> [MATERIAL SUPPLIED]:
————
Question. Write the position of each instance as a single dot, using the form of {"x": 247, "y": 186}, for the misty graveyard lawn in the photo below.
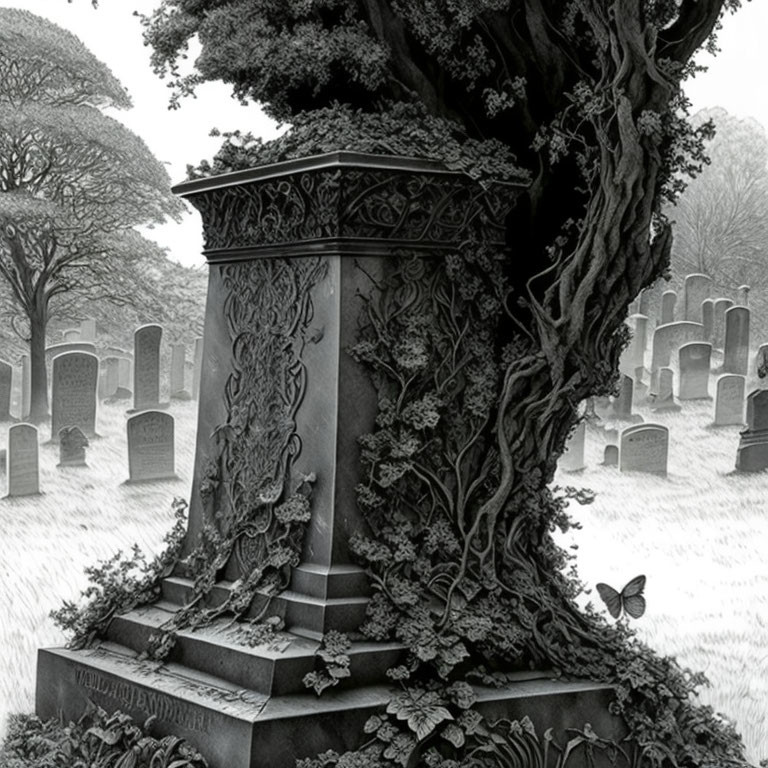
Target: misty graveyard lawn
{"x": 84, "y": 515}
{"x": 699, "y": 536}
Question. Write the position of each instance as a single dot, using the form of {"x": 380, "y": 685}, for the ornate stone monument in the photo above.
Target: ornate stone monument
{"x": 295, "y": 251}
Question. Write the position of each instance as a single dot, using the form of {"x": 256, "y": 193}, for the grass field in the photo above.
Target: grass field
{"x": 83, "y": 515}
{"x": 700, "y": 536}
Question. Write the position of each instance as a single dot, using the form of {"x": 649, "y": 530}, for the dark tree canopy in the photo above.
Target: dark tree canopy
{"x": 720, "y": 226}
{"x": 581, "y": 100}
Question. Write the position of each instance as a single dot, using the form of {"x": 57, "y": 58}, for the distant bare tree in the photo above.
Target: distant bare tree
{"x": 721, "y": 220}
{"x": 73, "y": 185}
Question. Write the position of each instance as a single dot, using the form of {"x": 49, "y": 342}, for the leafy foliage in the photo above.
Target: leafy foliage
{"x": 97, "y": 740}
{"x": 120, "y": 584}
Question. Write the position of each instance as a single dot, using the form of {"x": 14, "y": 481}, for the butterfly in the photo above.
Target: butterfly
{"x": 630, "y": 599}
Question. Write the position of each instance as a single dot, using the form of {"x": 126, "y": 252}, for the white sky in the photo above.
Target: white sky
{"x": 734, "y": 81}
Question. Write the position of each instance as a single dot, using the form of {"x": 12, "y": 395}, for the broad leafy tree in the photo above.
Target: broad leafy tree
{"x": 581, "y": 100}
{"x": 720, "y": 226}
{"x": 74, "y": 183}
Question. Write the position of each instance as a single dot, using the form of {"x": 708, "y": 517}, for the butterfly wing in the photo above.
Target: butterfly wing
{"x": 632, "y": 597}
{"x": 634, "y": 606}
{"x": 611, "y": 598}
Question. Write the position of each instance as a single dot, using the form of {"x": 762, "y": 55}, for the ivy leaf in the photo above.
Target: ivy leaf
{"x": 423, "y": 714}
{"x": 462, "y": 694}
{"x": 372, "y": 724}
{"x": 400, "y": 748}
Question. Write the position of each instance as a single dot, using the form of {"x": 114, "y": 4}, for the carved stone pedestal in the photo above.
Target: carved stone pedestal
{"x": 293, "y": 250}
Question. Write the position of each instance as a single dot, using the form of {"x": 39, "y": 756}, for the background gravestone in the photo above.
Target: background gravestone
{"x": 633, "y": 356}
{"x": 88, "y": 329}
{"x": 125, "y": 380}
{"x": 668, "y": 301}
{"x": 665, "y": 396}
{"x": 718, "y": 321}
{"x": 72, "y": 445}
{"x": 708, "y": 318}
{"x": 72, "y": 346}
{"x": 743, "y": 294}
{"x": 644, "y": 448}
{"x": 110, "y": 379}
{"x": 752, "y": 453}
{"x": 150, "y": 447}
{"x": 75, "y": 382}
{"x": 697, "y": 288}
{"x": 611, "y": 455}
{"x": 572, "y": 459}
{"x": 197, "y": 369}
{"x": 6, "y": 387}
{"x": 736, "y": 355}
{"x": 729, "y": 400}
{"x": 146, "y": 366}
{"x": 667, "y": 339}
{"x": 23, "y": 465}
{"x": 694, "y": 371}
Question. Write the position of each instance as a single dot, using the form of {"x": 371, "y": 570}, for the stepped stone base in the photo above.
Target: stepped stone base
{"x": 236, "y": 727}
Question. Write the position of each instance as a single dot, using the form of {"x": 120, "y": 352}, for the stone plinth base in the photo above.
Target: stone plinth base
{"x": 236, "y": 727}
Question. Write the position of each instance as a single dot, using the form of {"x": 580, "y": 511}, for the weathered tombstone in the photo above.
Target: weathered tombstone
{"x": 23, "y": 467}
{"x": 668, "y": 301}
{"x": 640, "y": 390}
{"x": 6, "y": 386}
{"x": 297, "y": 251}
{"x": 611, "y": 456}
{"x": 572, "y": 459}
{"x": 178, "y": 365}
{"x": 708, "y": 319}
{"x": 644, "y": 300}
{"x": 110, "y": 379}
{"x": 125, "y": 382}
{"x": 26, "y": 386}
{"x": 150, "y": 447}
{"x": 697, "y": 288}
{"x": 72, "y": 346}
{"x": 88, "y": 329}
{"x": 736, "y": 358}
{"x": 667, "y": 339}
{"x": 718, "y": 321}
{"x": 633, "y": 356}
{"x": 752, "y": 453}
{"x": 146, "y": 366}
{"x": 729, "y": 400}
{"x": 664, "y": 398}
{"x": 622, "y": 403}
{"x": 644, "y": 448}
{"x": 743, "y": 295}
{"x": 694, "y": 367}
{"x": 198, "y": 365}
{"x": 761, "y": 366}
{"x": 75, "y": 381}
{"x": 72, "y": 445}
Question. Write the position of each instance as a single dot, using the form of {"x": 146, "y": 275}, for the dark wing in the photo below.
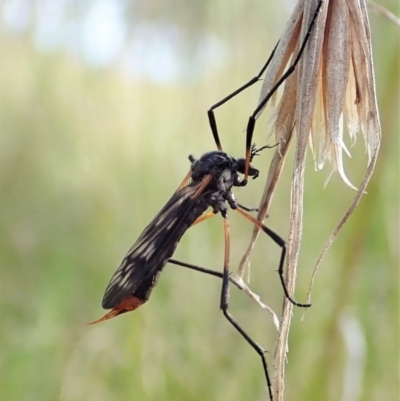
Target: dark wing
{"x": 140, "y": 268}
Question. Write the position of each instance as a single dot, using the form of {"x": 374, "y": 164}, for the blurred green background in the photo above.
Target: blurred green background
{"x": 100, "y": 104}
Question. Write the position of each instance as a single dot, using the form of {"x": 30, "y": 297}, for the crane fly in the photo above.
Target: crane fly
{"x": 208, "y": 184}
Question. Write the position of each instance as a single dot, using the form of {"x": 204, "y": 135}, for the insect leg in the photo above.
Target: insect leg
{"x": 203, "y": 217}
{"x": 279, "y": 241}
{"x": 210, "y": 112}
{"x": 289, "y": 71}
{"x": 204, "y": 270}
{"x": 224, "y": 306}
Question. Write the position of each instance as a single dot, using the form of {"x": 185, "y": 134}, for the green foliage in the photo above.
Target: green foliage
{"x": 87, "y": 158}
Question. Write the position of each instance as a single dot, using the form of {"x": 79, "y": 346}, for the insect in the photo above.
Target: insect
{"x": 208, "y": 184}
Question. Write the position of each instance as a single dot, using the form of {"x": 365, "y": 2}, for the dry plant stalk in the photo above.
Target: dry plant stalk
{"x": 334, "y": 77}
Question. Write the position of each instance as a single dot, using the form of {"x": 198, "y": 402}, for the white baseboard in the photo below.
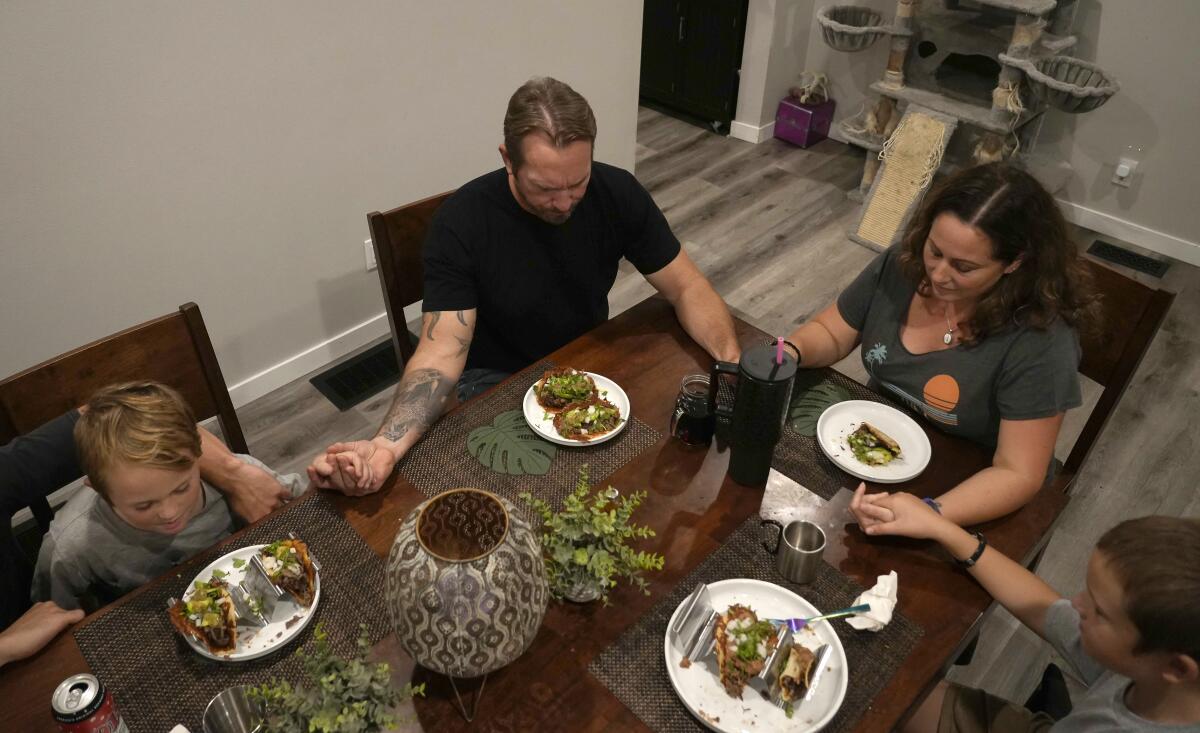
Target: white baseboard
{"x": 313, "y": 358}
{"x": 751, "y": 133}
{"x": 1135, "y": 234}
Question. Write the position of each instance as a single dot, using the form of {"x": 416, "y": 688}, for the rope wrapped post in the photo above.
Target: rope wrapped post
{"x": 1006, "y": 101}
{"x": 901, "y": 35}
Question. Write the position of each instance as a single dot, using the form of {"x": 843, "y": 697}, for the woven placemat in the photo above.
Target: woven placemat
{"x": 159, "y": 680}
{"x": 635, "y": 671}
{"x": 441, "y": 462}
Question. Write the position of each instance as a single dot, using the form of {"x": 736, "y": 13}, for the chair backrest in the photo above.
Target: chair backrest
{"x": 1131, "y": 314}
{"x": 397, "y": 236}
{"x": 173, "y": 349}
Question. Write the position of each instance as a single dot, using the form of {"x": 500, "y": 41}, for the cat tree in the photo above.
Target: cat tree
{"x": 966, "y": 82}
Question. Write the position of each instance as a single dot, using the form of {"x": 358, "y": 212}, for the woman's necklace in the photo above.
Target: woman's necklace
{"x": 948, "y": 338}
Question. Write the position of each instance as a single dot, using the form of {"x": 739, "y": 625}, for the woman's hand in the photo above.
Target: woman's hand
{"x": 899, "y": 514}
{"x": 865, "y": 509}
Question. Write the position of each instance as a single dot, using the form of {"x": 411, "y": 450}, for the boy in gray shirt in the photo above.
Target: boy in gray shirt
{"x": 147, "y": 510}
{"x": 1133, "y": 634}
————
> [YOUR GOAL]: Please give all the records above again, switching "single dot" to "single point" everywhere and changing nothing else. Leave the pictures out.

> [RESPONSE TO THIS EXERCISE]:
Question. Write the position of each instance as a single point, using the form of {"x": 247, "y": 186}, for the misty graveyard lawn in the photo below.
Target: misty graveyard lawn
{"x": 84, "y": 515}
{"x": 699, "y": 536}
Question. Write the position of each instance as a single point, using the form of {"x": 380, "y": 685}, for the ornate stone monument in the photo above.
Target: ornate stone monument
{"x": 295, "y": 251}
Question. Write the position of each instance as a single point, using the form of {"x": 256, "y": 193}, for the grass field in the photo above.
Target: grass field
{"x": 83, "y": 515}
{"x": 700, "y": 536}
Question. Write the position of each instance as a single point, using the form of {"x": 649, "y": 530}, for the dark tree canopy in the photo above.
Target: dark tree canopy
{"x": 720, "y": 226}
{"x": 581, "y": 100}
Question. Write the position of each instance as a single point, using the form of {"x": 57, "y": 58}, for the distant bare tree in the photo above.
Target: distant bare tree
{"x": 721, "y": 220}
{"x": 73, "y": 185}
Question. Write the position of each instance as a single point, using the form of {"x": 49, "y": 342}, for the leafy foliage in the photo above.
Target: leafy foliage
{"x": 97, "y": 740}
{"x": 120, "y": 584}
Question. Write the position of each instance as a single point, using the form of {"x": 14, "y": 481}, for the butterfly in the photo above.
Target: butterfly
{"x": 630, "y": 599}
Question. Write the position of each instance as a single point, using the form of {"x": 126, "y": 252}, for the white sky in the photo above.
Target: white sky
{"x": 734, "y": 81}
Question. Write the position of each instance as a single point, using the form of {"x": 12, "y": 395}, for the broad leafy tree in the photo above.
Target: broad leafy tree
{"x": 581, "y": 100}
{"x": 720, "y": 226}
{"x": 74, "y": 183}
Question. Write the position of each instance as a single point, using the form of {"x": 708, "y": 517}, for the butterfly wing in the photo above.
Target: butterfly wing
{"x": 632, "y": 597}
{"x": 634, "y": 606}
{"x": 611, "y": 598}
Question. Write the position of each instance as a single point, using the form of {"x": 762, "y": 55}, for the ivy leaf in the photo above.
Target: ivy leaf
{"x": 423, "y": 714}
{"x": 462, "y": 694}
{"x": 372, "y": 724}
{"x": 400, "y": 748}
Question. Write the position of each instance as a single point, using the form of {"x": 114, "y": 4}, for the carved stone pedestal in the photo above.
Target: carved stone pedestal
{"x": 293, "y": 250}
Question. Write the position of each instance as a single point, using the form of {"x": 39, "y": 756}, for the background gravestone in the photo above.
Target: background gravestone
{"x": 633, "y": 356}
{"x": 88, "y": 329}
{"x": 125, "y": 380}
{"x": 668, "y": 301}
{"x": 665, "y": 396}
{"x": 718, "y": 321}
{"x": 72, "y": 445}
{"x": 708, "y": 318}
{"x": 72, "y": 346}
{"x": 743, "y": 294}
{"x": 644, "y": 448}
{"x": 110, "y": 379}
{"x": 752, "y": 453}
{"x": 150, "y": 447}
{"x": 75, "y": 382}
{"x": 697, "y": 288}
{"x": 611, "y": 455}
{"x": 572, "y": 459}
{"x": 197, "y": 369}
{"x": 6, "y": 387}
{"x": 736, "y": 355}
{"x": 729, "y": 400}
{"x": 146, "y": 366}
{"x": 667, "y": 339}
{"x": 23, "y": 465}
{"x": 694, "y": 371}
Question. Write the position of each instance as a single point, using the form of {"x": 371, "y": 570}, for the stepped stone base in the photo above.
Target: stepped stone base
{"x": 236, "y": 727}
Question. Write the position of each instance as a single point, using the form of {"x": 120, "y": 352}, for the stone plinth base in the photo above.
Target: stone plinth base
{"x": 236, "y": 727}
Question. Write the position of each instance as a single point, using the form of {"x": 580, "y": 511}, for the weathered tombstone in the photo above.
Target: weathered tombstone
{"x": 23, "y": 467}
{"x": 668, "y": 301}
{"x": 640, "y": 390}
{"x": 6, "y": 386}
{"x": 297, "y": 251}
{"x": 611, "y": 456}
{"x": 572, "y": 459}
{"x": 178, "y": 365}
{"x": 708, "y": 319}
{"x": 644, "y": 300}
{"x": 110, "y": 379}
{"x": 125, "y": 382}
{"x": 26, "y": 386}
{"x": 150, "y": 447}
{"x": 697, "y": 288}
{"x": 72, "y": 346}
{"x": 88, "y": 329}
{"x": 736, "y": 358}
{"x": 667, "y": 339}
{"x": 718, "y": 321}
{"x": 633, "y": 356}
{"x": 752, "y": 453}
{"x": 146, "y": 366}
{"x": 729, "y": 400}
{"x": 664, "y": 398}
{"x": 622, "y": 403}
{"x": 644, "y": 448}
{"x": 743, "y": 295}
{"x": 694, "y": 367}
{"x": 198, "y": 365}
{"x": 761, "y": 366}
{"x": 75, "y": 381}
{"x": 72, "y": 445}
Question. Write the position of each instance as a single point, using the form of {"x": 146, "y": 275}, for the dark wing in the photo below.
Target: dark wing
{"x": 140, "y": 268}
Question. Write the position of each instance as a single point, using the form of {"x": 374, "y": 164}, for the blurred green background in the photo above.
Target: blurred green background
{"x": 100, "y": 104}
Question. Write the position of each instance as a single point, using the form of {"x": 30, "y": 297}, for the crane fly in the photo above.
Target: crane fly
{"x": 208, "y": 184}
Question. Write the position of each instance as a single point, using the form of {"x": 204, "y": 135}, for the insect leg in the photo above.
Target: insect leg
{"x": 203, "y": 217}
{"x": 279, "y": 241}
{"x": 210, "y": 112}
{"x": 289, "y": 71}
{"x": 204, "y": 270}
{"x": 224, "y": 306}
Question. Write the position of each instance as a single point, using the form of {"x": 185, "y": 134}, for the green foliage in the photo above.
Target: green foliage
{"x": 87, "y": 158}
Question. Write the position of each instance as a single point, using the form of {"x": 79, "y": 346}, for the insect in the photo above.
Target: insect
{"x": 208, "y": 184}
Question. Write the position of each instance as a single point, using the form of {"x": 365, "y": 2}, for the dry plant stalk in the photo above.
Target: dry plant stalk
{"x": 334, "y": 77}
Question. Write the position of each instance as a single point, using the form of {"x": 198, "y": 402}, for the white baseboard in the photo below.
Target: white baseboard
{"x": 313, "y": 358}
{"x": 751, "y": 133}
{"x": 1135, "y": 234}
Question. Write the position of each instance as a single point, using the form of {"x": 416, "y": 688}, for the rope wrapped post in the photo above.
Target: rope wrapped post
{"x": 1006, "y": 101}
{"x": 901, "y": 35}
Question. Write the position of each instance as a single point, using the form of {"x": 843, "y": 697}, for the woven placemat in the photo above.
Target: woven placemat
{"x": 159, "y": 680}
{"x": 635, "y": 671}
{"x": 441, "y": 462}
Question. Write the position of each instance as a single point, using the form of {"x": 736, "y": 13}, for the chair backrest in the photo above.
Target: chair backrest
{"x": 1131, "y": 314}
{"x": 397, "y": 236}
{"x": 173, "y": 349}
Question. Write the position of each instance as a single point, using the form of {"x": 500, "y": 41}, for the cat tree in the photo above.
Target: cat tree
{"x": 966, "y": 82}
Question. Write the position of each instance as a single point, using the form of {"x": 358, "y": 212}, for the woman's necklace in the photo above.
Target: woman's necklace
{"x": 948, "y": 338}
Question. Write the position of each instance as a single point, using the form of {"x": 739, "y": 625}, for the woman's hand in the photo above.
Target: woman's hand
{"x": 899, "y": 514}
{"x": 865, "y": 509}
Question. Write the position of each instance as a single point, using the form of {"x": 411, "y": 450}, for the boy in gray shirt in the photo above.
Target: boy in gray shirt
{"x": 147, "y": 510}
{"x": 1133, "y": 634}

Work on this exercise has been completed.